Aim: Omit the images, then output each of the records below exactly.

Photo-based point labeling data:
————
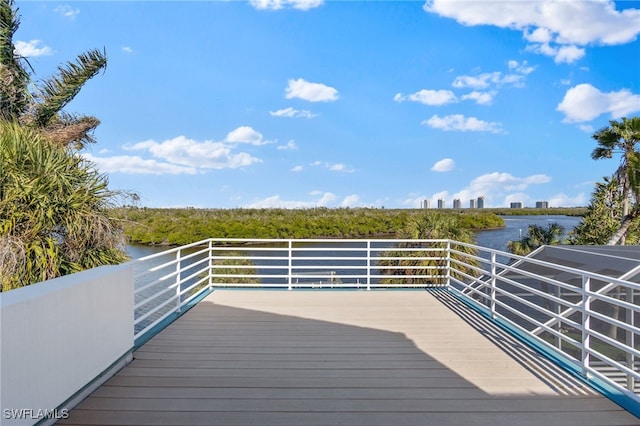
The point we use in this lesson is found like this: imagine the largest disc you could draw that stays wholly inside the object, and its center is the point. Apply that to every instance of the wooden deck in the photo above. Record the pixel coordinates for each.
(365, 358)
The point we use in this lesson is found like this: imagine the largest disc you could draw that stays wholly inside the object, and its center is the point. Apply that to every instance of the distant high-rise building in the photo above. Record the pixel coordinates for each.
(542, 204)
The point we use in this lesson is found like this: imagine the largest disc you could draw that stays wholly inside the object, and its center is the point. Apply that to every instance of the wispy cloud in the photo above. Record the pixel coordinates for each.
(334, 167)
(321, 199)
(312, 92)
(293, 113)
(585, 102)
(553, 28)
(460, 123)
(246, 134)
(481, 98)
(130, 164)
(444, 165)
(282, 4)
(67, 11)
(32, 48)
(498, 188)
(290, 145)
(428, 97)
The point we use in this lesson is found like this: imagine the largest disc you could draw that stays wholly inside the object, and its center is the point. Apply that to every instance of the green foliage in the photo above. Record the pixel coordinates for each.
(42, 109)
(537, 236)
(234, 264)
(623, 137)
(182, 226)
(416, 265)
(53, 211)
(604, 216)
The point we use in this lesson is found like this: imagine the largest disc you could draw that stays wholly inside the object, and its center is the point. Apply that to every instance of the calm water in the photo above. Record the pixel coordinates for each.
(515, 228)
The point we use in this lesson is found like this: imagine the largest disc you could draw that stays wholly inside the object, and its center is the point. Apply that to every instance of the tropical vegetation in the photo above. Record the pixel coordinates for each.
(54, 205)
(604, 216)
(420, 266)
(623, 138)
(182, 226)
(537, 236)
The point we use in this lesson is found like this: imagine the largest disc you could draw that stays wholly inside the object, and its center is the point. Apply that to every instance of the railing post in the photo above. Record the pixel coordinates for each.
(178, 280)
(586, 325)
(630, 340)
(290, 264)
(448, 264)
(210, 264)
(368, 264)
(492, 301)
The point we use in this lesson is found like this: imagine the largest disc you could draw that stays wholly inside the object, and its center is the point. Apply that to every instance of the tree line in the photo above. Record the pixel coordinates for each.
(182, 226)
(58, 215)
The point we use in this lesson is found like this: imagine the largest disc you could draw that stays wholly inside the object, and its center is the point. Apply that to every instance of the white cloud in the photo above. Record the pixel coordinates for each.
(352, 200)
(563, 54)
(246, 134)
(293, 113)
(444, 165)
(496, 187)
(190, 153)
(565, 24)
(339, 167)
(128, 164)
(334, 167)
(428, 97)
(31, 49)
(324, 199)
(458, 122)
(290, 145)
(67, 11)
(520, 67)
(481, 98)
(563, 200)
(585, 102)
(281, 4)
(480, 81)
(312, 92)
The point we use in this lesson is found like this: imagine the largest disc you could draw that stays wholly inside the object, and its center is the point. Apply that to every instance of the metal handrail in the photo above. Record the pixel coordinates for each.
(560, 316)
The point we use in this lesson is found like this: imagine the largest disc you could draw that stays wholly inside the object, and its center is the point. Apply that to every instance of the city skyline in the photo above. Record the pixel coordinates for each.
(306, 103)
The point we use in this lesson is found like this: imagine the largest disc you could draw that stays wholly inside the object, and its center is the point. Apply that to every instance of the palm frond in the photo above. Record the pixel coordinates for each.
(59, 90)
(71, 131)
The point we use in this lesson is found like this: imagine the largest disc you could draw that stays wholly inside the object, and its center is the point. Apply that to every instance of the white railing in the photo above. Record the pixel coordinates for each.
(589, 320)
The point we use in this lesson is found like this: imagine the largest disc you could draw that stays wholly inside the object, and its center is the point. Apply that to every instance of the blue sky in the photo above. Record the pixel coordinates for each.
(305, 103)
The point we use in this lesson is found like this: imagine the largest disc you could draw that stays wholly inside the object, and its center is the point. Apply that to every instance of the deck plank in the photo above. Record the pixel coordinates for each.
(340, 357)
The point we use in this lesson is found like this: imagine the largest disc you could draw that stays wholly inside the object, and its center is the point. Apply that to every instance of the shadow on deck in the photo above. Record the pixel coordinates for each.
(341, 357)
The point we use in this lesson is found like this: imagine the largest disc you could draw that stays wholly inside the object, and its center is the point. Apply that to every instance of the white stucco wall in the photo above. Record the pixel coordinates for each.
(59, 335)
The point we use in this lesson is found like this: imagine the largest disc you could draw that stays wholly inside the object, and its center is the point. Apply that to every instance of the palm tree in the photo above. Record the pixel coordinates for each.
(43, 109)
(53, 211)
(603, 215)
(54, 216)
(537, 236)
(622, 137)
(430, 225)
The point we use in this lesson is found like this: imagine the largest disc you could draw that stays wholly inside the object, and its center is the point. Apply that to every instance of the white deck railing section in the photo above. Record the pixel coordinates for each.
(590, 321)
————
Exercise answer:
The point we use in this lesson is found like this: imagine the largest disc you could draw that stays wholly inside the object, and its center is the point. Apply that to every instance of the wooden deck in the photo above. Record the pixel coordinates for each.
(365, 358)
The point we use in this lesson is found like this: imagine the largest disc you could draw that stays wholly inside the object, and its center is the point. Apply that to every instance of the distant high-rise building in the photo above. Record the pixel coordinates for each.
(542, 204)
The point we use in this lesson is found like this: imagine the largest disc you could draw that stays wholly inside the object, and its center is the point. Apply that to every instance of the wispy cloud in the photo above. Record the pixel coordinates for each.
(334, 167)
(321, 199)
(312, 92)
(293, 113)
(585, 102)
(553, 28)
(460, 123)
(246, 134)
(481, 98)
(130, 164)
(444, 165)
(282, 4)
(67, 11)
(32, 48)
(498, 188)
(290, 145)
(428, 97)
The point we use in this lesson is found like this: imagine the largest disc you could draw that stays wholly inside the object, and its center is the point. Apply that to every instance of the green foliage in the photo above. Record the pixel coordinates for each.
(42, 109)
(537, 236)
(234, 264)
(623, 137)
(182, 226)
(416, 265)
(53, 211)
(604, 216)
The point we use in this lesson is found like this: imagine the largest disc you could draw that stays wholly inside the object, and its center is the point. Apply that to every instance of the calm water in the photo above. Record the pixel coordinates for each.
(515, 228)
The point we use in this lesson is found like this: imagine the largest disc you could draw that stays wholly inside the object, and its center is the point. Apply that to every instance of the tropical vegetation in the photo above. Record the pixel coordinates for each.
(54, 205)
(604, 216)
(420, 266)
(623, 138)
(182, 226)
(537, 236)
The point we use in this lesson is found like this: imagine the largest disc you could draw that stays wholly inside the object, and its center is the point. Apply that to every instance of the railing post in the photo above. Record the pixel coordinates for each.
(178, 280)
(586, 325)
(630, 340)
(290, 264)
(448, 264)
(210, 264)
(368, 264)
(492, 301)
The point we use in this lesson is found like this: imagine the largest disc you could draw that stays wholly inside the object, and its center is the point. Apply that to every instance of the tree line in the photo above. Record the pixel coordinates for each.
(182, 226)
(58, 215)
The point we use in this lesson is found like this: imagine the largest disc you could draw that stays wholly inside the object, and its center is the point. Apply that to every instance of the white cloud in the photo above. Record the pixel coordinates for each.
(352, 200)
(563, 54)
(246, 134)
(293, 113)
(444, 165)
(496, 187)
(190, 153)
(565, 24)
(339, 167)
(128, 164)
(334, 167)
(428, 97)
(31, 49)
(324, 199)
(458, 122)
(290, 145)
(67, 11)
(520, 67)
(481, 98)
(563, 200)
(585, 102)
(281, 4)
(480, 81)
(312, 92)
The point we use in this lesson is found like this: imagine the largest disc you could draw that stays wholly inside the object, and its center is the point. Apply that to every instance of the metal handrail in the photo above. Record the pixel coordinates for each.
(560, 316)
The point we use in this lesson is found like this: imagine the largest disc you could draw that stays wholly inside the object, and its center is the point. Apply that to every instance of the city skyline in the photo above. Record the pixel coordinates for each.
(306, 103)
The point we use in this lesson is found like this: imagine the largest disc you could draw that stays wholly inside the object, and its center is the point. Apply that to every instance of the palm frond in the photo above. Record the pixel coordinates for each.
(59, 90)
(71, 131)
The point we use in this lesson is found like this: imagine the largest disc you could draw that stays wholly inside the object, and its center is the point. Apply that to every instance of the white railing in the photo above. Record the pixel coordinates for each.
(589, 320)
The point we use in this lesson is found like this: imagine the largest disc you could draw that stays wholly inside the object, and its center is the point. Apply that to every instance of the blue sky in the photo above. Record the pixel coordinates for each.
(305, 103)
The point we use in this lesson is found like this: imagine the largest disc you could draw that stays wholly inside the object, and its center is the point. Apply that to every instance of the deck plank in the photo above. Record the pixel coordinates for each.
(340, 357)
The point we use in this lesson is found like this: imagine the largest disc you could draw that stays wholly inside the object, and its center is the point. Apply that to every instance of the shadow on deck in the photo above. Record the pixel coordinates for each.
(341, 357)
The point we use in this lesson is found like this: imagine the largest disc you could draw that stays wholly inside the object, and its center is the point. Apply that to every instance of the white stucco wall in the photo above. Record the pixel coordinates for each.
(59, 335)
The point we use in this lesson is found like this: imagine the largest disc you could draw that stays wholly inside the object, and its center is the point. Apply that to every instance of the palm tree in the photo above. Record the pixel coordinates for each.
(43, 109)
(53, 211)
(603, 215)
(54, 216)
(537, 236)
(622, 137)
(430, 225)
The point we use in this lesson is found like this: imagine the largest disc you could draw that stays wholly inside the object, and its center is the point. Apply that to every instance of the white deck railing section in the photo above. Record the pixel coordinates for each.
(590, 321)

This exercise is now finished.